### The request
Write out exactly the lines from the one containing "TARGET = wooden chair" through the last line of the records below, including both.

* Begin Given data *

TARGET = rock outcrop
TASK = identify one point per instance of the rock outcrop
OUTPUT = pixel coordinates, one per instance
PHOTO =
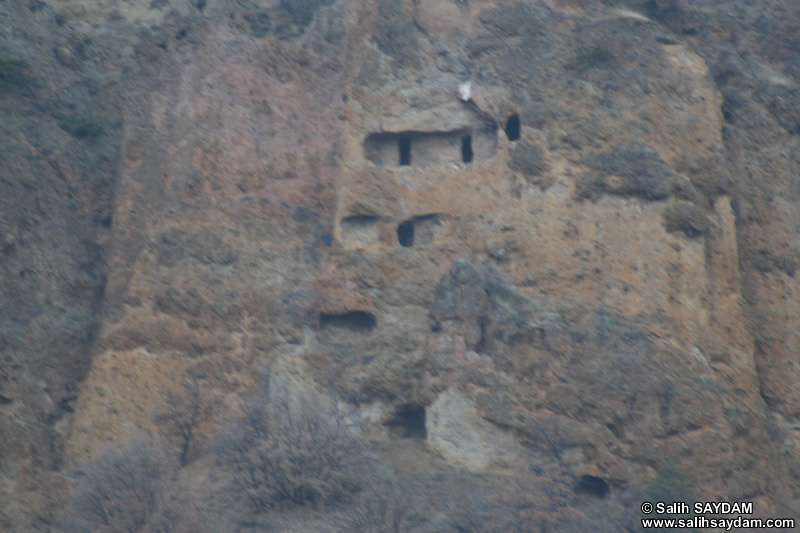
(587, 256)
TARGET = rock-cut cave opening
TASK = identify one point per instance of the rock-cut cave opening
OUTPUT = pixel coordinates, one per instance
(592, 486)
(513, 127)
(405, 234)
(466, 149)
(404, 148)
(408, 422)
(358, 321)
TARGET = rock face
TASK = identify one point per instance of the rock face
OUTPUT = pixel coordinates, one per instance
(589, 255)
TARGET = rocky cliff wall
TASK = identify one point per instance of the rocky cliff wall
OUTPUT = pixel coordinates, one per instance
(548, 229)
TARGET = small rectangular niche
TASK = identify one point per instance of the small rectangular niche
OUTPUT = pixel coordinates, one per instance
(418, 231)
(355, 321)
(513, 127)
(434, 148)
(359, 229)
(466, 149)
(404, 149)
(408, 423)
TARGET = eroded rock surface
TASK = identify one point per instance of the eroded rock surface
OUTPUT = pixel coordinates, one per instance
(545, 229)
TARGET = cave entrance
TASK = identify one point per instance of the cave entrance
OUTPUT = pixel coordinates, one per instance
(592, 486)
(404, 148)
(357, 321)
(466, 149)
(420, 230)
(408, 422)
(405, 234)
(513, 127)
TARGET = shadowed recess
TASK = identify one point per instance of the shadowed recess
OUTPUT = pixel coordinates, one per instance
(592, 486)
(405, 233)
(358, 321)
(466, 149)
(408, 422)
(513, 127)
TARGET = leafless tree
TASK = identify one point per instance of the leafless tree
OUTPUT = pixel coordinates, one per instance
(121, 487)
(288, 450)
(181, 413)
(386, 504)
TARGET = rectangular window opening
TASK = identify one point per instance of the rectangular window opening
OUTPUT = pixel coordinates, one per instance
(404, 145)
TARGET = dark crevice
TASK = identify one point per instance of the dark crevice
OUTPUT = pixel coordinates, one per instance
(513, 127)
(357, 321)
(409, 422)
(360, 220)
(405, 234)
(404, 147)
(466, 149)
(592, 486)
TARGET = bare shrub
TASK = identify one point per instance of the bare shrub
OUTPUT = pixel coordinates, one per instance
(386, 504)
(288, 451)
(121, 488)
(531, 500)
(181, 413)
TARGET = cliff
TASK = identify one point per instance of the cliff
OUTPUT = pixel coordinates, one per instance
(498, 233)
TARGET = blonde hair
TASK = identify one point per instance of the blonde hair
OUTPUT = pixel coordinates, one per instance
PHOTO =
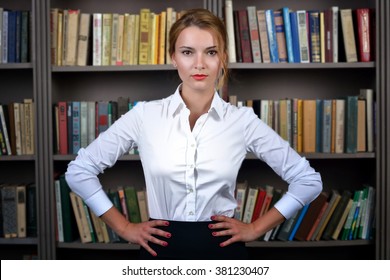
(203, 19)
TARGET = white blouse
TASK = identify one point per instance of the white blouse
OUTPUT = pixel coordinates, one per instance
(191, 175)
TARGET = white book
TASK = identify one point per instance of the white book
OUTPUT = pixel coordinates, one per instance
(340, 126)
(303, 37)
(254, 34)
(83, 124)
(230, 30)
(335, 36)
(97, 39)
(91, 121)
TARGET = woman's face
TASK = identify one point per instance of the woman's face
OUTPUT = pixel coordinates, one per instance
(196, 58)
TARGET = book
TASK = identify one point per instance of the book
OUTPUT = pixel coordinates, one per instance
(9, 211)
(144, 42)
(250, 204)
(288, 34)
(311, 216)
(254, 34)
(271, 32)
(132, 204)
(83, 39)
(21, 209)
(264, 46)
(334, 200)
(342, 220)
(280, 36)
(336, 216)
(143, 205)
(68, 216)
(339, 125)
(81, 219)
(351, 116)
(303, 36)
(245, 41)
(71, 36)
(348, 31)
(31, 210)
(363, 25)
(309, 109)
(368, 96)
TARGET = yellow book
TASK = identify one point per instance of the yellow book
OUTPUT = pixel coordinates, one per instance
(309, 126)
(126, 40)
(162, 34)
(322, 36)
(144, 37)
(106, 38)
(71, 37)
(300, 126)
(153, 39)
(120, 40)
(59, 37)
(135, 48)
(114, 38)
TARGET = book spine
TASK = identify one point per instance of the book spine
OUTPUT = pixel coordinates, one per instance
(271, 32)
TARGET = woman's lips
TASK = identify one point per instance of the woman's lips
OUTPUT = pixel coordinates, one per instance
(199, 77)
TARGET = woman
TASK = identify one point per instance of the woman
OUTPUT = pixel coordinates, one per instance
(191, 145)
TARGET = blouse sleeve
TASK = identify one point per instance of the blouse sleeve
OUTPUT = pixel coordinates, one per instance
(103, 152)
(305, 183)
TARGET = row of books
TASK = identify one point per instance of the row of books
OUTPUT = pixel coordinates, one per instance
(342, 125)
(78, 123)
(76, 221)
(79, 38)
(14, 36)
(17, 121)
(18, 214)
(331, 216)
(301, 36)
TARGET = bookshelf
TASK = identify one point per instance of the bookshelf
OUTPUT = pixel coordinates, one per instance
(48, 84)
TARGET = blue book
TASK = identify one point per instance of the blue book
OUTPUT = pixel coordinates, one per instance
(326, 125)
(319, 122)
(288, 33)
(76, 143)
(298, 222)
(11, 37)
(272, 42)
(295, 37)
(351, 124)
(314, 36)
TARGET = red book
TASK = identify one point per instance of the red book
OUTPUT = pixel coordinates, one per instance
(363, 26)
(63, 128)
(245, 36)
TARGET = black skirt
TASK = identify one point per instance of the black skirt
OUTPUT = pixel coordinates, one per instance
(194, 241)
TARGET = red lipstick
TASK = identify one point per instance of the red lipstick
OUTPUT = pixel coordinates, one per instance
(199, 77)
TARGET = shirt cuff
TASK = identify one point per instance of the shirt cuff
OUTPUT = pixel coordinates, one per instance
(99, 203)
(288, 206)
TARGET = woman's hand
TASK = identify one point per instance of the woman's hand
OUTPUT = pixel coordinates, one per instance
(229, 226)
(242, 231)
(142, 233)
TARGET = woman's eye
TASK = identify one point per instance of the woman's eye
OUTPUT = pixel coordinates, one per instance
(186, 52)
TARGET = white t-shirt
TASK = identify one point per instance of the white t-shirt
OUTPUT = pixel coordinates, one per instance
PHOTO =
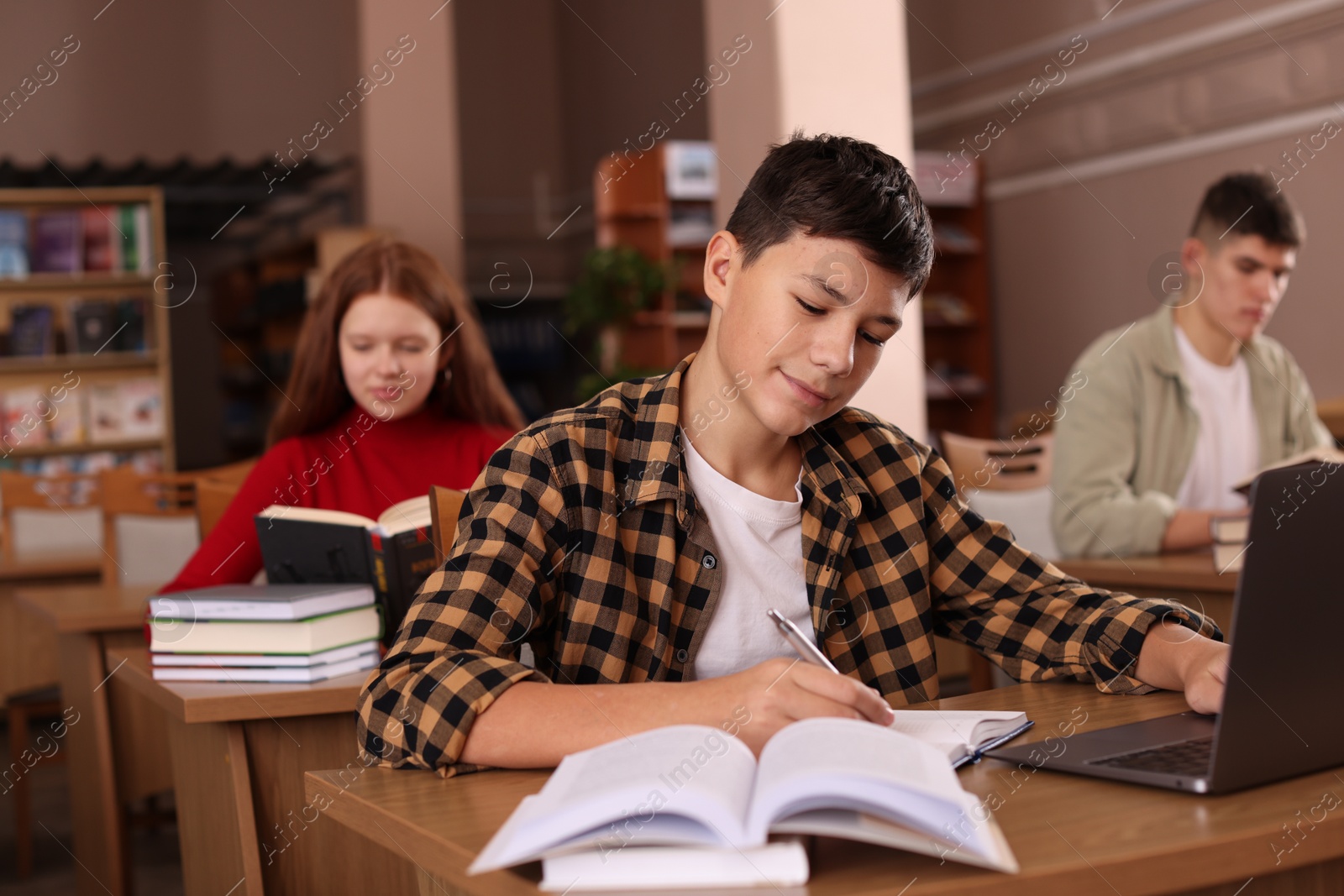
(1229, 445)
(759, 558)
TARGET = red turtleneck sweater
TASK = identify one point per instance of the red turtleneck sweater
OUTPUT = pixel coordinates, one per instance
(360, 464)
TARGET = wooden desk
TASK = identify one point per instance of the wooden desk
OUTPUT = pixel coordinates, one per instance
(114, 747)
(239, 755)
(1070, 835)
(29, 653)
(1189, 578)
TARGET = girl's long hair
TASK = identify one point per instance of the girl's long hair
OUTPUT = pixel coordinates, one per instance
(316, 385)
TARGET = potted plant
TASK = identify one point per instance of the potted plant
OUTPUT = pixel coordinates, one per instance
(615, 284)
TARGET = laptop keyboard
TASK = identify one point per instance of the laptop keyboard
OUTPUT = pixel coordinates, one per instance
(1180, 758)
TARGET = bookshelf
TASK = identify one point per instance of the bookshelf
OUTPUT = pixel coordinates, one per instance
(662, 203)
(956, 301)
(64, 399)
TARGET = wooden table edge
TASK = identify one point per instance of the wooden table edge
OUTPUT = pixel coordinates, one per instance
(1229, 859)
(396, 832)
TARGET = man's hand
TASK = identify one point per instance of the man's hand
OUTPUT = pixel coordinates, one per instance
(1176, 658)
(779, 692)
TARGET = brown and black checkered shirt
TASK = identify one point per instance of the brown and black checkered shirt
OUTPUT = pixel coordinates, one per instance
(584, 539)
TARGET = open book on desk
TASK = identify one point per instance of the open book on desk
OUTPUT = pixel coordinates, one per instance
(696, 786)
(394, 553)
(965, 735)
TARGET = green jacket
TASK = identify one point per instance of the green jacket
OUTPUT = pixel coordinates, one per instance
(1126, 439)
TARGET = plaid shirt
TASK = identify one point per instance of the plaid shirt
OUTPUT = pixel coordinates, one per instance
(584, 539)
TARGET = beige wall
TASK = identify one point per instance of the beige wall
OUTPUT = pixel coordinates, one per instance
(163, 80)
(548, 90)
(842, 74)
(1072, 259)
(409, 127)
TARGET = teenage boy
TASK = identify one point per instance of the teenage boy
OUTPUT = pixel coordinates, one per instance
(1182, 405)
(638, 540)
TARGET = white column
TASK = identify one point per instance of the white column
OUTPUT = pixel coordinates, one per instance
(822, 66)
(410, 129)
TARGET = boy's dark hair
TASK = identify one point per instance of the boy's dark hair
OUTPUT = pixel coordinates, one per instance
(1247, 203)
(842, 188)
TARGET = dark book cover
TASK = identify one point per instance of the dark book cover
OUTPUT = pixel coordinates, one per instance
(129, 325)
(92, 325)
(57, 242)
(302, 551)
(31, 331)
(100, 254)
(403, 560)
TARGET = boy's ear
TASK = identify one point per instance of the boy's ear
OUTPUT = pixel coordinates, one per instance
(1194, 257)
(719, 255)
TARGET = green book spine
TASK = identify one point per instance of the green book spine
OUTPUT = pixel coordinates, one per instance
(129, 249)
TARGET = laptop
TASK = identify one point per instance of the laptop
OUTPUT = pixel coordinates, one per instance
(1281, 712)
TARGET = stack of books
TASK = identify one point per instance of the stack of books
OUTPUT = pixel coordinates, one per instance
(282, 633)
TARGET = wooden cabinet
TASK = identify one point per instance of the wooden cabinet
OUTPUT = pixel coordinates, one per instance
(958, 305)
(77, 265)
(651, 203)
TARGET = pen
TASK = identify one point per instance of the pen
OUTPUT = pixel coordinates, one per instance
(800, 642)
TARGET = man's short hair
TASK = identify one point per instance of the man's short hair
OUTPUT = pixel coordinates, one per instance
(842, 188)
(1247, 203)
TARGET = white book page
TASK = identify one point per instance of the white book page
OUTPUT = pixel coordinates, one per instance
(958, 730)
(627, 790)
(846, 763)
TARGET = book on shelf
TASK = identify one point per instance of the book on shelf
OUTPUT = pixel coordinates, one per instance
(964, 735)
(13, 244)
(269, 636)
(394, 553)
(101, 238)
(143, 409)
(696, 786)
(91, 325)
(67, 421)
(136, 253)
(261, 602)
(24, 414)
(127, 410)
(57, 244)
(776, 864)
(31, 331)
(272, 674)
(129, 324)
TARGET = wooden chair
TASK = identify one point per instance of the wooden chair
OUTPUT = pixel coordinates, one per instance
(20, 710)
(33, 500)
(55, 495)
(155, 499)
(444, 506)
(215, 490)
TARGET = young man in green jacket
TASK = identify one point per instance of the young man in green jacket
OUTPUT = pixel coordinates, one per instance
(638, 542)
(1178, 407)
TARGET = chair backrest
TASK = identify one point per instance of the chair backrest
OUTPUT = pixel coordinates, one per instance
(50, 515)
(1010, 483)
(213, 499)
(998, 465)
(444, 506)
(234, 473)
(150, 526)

* End Given data *

### Written reply
TARGET = wooden chair
TASK = identify one point per instance of the wooden chair
OUTPUT = pixel coordinates, one per instance
(20, 710)
(33, 500)
(55, 495)
(155, 499)
(444, 506)
(215, 490)
TARGET = young man in green jacket
TASK = identify one point per instance of the young man in green jacket
OUTPUT = pixel coordinates, one per instance
(638, 542)
(1178, 407)
TARGET = chair backrest
TASK = identify one point per instance of the chair backrest
OUTPUT = pixel coordinates, one per instance
(50, 515)
(1010, 483)
(213, 499)
(998, 465)
(444, 506)
(234, 473)
(150, 526)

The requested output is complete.